## Begin RECORDS TO PROCESS

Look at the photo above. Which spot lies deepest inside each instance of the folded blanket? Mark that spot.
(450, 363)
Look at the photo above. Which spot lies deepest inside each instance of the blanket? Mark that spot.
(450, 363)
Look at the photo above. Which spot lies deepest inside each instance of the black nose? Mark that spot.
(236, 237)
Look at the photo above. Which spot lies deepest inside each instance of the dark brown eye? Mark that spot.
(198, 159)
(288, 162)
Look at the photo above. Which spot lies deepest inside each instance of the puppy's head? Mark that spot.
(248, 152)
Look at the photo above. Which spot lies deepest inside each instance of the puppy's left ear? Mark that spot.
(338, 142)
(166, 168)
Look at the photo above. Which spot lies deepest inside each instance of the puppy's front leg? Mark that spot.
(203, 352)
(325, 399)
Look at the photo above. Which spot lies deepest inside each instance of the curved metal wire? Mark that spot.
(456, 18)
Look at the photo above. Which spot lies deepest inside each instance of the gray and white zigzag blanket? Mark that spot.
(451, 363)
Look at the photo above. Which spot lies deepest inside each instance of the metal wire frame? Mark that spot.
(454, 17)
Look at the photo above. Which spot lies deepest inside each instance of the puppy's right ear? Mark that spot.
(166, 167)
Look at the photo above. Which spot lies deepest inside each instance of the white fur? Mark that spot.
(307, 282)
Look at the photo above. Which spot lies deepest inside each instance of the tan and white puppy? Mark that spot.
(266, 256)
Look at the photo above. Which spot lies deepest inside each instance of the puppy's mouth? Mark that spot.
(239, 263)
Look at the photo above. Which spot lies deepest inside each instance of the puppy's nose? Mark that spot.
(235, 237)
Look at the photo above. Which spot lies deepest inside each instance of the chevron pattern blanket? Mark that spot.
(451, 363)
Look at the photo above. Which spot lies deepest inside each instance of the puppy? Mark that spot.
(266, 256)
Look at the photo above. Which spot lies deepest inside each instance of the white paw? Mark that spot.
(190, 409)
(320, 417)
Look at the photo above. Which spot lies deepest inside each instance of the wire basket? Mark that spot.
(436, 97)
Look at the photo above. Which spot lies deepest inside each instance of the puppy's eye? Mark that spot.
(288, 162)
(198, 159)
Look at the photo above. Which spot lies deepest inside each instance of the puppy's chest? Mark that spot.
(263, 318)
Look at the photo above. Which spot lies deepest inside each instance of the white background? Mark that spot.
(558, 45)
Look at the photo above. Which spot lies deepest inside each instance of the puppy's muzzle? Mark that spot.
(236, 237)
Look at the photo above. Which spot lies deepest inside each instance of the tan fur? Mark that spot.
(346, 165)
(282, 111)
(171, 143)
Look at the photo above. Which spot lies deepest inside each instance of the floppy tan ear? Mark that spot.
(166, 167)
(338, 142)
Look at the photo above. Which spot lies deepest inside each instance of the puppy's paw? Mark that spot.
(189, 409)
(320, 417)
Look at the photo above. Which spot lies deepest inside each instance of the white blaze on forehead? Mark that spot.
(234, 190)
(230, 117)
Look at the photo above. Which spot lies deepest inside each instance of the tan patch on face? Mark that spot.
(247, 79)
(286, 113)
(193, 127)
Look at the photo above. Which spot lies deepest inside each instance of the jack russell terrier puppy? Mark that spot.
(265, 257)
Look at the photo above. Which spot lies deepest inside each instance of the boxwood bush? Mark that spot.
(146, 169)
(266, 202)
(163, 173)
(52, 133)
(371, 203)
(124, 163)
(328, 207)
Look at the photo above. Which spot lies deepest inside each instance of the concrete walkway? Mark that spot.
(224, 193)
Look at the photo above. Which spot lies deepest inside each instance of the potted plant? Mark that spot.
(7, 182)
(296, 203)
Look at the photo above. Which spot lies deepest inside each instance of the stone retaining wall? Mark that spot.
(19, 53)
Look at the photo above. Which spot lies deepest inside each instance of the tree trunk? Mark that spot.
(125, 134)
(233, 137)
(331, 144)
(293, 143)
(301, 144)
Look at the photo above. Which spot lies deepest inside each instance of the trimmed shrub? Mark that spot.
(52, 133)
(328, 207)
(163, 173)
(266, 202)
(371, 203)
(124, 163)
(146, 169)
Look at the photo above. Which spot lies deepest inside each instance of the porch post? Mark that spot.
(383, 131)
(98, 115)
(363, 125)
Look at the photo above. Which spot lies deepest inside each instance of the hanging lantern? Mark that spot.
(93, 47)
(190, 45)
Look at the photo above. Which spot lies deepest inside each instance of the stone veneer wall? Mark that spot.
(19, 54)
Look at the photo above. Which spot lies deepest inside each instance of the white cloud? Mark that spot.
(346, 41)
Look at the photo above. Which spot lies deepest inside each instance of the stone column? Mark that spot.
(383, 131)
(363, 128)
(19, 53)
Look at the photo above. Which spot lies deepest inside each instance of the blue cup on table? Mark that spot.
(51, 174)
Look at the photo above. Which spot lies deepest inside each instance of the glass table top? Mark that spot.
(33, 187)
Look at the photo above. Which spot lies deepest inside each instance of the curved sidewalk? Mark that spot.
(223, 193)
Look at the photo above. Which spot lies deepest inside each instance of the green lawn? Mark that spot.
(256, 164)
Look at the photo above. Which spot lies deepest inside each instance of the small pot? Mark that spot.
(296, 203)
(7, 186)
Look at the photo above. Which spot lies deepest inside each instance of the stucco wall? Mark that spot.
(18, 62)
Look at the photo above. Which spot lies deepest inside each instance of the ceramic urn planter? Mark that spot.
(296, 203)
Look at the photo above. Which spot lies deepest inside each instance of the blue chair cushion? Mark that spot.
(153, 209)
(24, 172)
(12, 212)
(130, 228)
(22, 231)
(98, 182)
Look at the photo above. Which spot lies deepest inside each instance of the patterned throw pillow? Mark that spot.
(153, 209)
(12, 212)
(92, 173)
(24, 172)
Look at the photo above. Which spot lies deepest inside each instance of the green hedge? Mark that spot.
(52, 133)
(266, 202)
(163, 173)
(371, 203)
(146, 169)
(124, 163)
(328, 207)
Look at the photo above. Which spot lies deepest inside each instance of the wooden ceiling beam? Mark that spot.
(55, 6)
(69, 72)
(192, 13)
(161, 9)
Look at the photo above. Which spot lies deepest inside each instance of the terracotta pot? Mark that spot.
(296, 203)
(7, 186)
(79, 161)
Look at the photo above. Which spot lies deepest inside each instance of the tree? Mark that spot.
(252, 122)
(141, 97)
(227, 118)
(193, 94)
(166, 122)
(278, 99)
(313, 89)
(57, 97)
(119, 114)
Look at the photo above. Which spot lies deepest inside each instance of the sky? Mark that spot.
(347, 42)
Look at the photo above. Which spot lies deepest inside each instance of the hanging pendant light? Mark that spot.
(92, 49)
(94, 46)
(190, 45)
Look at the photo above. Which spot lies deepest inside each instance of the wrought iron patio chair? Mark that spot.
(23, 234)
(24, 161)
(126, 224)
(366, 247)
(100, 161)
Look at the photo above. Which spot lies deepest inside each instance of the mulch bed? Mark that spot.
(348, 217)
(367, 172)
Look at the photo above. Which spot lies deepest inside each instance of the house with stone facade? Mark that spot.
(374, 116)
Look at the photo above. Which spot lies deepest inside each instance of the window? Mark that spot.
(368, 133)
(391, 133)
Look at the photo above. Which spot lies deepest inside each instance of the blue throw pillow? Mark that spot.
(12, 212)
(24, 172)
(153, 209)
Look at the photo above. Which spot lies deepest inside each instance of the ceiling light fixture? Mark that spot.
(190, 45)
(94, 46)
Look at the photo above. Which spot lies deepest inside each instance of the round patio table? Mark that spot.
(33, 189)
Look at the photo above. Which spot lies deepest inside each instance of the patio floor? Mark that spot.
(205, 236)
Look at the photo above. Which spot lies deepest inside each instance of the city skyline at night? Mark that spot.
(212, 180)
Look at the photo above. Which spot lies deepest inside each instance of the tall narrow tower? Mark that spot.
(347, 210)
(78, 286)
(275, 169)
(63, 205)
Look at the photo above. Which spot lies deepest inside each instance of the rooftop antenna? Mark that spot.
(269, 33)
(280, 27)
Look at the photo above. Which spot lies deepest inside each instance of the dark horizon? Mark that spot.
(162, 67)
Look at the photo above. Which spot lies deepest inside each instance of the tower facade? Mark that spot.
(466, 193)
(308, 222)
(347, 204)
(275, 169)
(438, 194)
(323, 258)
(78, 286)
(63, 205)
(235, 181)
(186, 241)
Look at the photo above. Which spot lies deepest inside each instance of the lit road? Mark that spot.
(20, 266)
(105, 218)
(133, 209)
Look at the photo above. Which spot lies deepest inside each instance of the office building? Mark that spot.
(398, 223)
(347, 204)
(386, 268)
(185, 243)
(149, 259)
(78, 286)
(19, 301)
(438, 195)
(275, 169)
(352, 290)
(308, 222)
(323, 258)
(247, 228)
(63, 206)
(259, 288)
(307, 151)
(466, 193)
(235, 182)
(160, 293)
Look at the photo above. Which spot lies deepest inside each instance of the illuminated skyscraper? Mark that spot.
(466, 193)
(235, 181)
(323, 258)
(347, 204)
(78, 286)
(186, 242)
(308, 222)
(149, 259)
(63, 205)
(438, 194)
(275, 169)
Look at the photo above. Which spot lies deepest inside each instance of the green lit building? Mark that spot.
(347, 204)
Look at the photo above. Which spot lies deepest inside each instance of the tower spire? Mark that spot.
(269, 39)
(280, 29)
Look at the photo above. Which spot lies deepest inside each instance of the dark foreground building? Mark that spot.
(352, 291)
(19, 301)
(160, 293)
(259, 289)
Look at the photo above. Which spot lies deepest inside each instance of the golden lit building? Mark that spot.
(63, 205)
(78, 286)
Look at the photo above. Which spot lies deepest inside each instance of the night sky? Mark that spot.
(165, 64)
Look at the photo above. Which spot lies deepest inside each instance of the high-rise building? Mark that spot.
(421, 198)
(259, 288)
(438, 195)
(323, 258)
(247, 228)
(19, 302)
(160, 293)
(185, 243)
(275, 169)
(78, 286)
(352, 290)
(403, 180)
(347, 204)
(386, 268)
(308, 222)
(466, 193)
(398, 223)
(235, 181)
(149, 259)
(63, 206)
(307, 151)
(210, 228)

## End RECORDS TO PROCESS

WHAT IS ASKED:
Express the records starting at the line containing "night sky? Mark that spot." and ending at the end of the records as a two-column CSV with the headers instruction and marked_points, one row per record. Put each record's text and its answer in their own quoted fields, with line breaks turned into spaces.

CORRECT RESULT:
instruction,marked_points
"Look at the photo above. Which spot lies deepest inside each instance of the night sky? Mark that spot.","(165, 64)"
"Look at the photo above. Which spot lies deepest inside each instance of the high-rise building? Mark that spot.","(421, 198) (259, 288) (438, 195) (323, 258) (247, 228) (19, 302) (160, 293) (185, 243) (275, 169) (78, 286) (352, 290) (403, 180) (347, 204) (386, 268) (308, 222) (466, 193) (398, 223) (235, 181) (149, 259) (63, 206) (307, 151) (210, 228)"